Argentina verso le urne: lo spettro del Peronismo
Questa domenica, 27 ottobre, l’Argentina si recherà alle urne per le elezioni presidenziali. L’esito sembra già scritto, sulla base di quanto emerso nelle primarie di agosto che, secondo il sistema elettorale argentino, precedono le elezioni presidenziali, effettuando una scrematura dei partiti più piccoli e delineando una chiara mappa delle intenzioni di voto: stando ai risultati emersi ad agosto, la maggior parte degli osservatori giudica improbabile che il presidente in carica Macri (centro-destra, approccio business-friendly e apprezzato dai mercati) venga riconfermato. Viene data quasi per certa, invece, la vittoria del peronista Alberto Fernández.
Sulla base di questo scenario, gli investitori e i creditori dell’Argentina prevedono un’accresciuta volatilità sui mercati e una probabile prosecuzione del trend di debolezza per la valuta, dato che le proposte di policy di Fernández sembrano molto meno orientate al rigore di quelle di Macri, e molto più votate alla spesa, in un contesto di già profonda crisi economica ed indebitamento.
Mauricio Macri è al potere dal 2015, dopo 8 anni di governo peronista guidato da Cristina Fernández de Kirchner. L’attuale presidente, che con le sue politiche avrebbe dovuto risanare l’economia, non è evidentemente riuscito a tenere fede alle sue promesse, in un contesto di inflazione galoppante e deprezzamento record, tanto nel 2018 che nel 2019. Dall’inizio del 2018 ad oggi, la valuta argentina si è deprezzata di più del 200%; l’inflazione mensile, calcolata su base annua, viaggia ormai su quota 50% da un anno.
La forte crisi che sta vivendo l’economia argentina è fedelmente registrata dagli indicatori macroeconomici: nel 2018 il PIL a prezzi costanti ha registrato una contrazione del 2.5%, mentre le previsioni del Fondo Monetario Internazionale per il 2019 segnalano un’ulteriore caduta del 3.1%.

Dati forniti:
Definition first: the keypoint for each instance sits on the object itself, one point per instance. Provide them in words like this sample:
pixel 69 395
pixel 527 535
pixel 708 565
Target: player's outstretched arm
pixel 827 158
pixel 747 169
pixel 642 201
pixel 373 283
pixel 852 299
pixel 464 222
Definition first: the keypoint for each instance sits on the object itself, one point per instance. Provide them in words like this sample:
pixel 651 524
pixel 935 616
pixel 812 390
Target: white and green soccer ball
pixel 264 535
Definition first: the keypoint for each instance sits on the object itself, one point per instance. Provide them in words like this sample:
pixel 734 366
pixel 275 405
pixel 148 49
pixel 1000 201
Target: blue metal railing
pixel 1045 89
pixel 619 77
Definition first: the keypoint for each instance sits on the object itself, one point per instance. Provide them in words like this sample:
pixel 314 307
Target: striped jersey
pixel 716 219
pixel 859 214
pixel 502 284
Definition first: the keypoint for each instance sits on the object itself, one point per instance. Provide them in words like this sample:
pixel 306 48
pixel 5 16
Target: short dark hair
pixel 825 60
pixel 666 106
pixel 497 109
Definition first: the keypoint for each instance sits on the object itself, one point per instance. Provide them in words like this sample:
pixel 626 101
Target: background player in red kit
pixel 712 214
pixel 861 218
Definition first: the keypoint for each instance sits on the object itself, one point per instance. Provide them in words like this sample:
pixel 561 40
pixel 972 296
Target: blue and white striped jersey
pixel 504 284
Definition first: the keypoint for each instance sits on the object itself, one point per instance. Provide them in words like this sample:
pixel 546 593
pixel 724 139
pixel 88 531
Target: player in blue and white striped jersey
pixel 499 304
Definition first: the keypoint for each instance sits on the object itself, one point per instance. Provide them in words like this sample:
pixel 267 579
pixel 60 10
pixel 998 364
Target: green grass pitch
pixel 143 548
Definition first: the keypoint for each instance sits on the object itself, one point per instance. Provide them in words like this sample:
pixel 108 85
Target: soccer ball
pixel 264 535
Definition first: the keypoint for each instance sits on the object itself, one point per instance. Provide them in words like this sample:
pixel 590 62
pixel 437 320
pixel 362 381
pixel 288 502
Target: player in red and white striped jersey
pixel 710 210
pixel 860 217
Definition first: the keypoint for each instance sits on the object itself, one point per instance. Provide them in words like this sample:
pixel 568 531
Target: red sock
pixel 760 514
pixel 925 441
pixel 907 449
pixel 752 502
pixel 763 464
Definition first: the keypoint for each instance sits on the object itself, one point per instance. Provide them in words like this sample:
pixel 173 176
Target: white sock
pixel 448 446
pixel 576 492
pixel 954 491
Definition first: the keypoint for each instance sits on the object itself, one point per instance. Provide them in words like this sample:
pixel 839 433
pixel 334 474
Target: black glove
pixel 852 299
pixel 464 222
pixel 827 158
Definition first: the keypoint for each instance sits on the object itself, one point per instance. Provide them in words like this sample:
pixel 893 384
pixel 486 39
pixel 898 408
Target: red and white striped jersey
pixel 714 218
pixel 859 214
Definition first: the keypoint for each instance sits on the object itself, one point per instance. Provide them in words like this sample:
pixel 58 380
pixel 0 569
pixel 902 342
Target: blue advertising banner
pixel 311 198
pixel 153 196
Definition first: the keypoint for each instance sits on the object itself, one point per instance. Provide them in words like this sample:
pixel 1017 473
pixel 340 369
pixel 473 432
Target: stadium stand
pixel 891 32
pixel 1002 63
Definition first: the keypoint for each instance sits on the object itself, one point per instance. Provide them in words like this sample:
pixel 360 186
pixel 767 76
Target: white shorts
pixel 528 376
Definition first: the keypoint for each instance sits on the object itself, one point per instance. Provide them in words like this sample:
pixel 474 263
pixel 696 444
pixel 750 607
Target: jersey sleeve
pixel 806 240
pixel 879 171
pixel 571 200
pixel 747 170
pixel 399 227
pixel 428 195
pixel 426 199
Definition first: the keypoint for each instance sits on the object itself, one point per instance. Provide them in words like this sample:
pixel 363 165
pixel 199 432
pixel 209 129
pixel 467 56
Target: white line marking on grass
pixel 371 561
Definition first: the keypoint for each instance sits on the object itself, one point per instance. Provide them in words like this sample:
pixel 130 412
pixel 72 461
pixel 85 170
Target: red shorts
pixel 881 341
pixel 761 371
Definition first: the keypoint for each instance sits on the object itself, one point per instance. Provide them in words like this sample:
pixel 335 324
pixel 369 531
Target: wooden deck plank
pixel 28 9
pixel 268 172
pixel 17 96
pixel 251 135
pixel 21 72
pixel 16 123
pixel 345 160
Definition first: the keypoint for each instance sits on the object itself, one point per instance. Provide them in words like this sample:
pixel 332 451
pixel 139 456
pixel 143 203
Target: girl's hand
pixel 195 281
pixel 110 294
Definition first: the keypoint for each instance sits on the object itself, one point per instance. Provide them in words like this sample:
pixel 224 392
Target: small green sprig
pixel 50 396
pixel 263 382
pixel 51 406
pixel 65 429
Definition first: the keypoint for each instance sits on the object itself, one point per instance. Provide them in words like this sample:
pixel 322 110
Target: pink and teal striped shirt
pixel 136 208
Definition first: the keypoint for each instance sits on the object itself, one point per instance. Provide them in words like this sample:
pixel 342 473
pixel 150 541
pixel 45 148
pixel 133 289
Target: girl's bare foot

Consegna: Prosegui il brano sulle elezioni presidenziali in Argentina, riprendendo subito dopo la sua ultima frase.

Svolgimento:
Turchia: giù inflazione e tassi d’interesse
Per quanto riguarda la Turchia, ha suscitato la sorpresa degli analisti la recente decisione di politica monetaria della Central Bank of the Republic of Turkey che, nella giornata di ieri, ha tagliato il tasso d’interesse di riferimento (1-week repo rate) oltre le attese (-250 punti base), portandolo al 14%.
Le ragioni alla base di questa scelta sono molteplici:
- Prosecuzione della moderata ripresa nell’attività economica.
- Miglioramento nell’inflazione, in particolar modo a settembre
(+9.26% su base annua, risultato notevole considerando che il 2019 si era aperto con un’inflazione al 20%).
La revisione delle ultime previsioni suggerisce inoltre che, per la fine dell’anno, l’inflazione potrebbe essere notevolmente inferiore di quanto stimato a luglio. - Tasso di cambio della lira abbastanza stabile nell’ultimo periodo.
Secondo gli osservatori, hanno inoltre contribuito alla decisione anche elementi di contesto, legati all’allentamento delle tensioni geopolitiche. Nella seconda settimana di ottobre, la Turchia ha invaso la Siria; hanno fatto seguito la condanna internazionale e la minaccia di sanzioni da parte del presidente americano Trump, minaccia poi ritirata in seguito al raggiungimento di un accordo di cessate il fuoco. È probabile che l’allentamento delle tensioni abbia portato la banca centrale a valutare come incrementato il proprio spazio di manovra, contribuendo quindi alla decisione di un rilevante taglio nei tassi.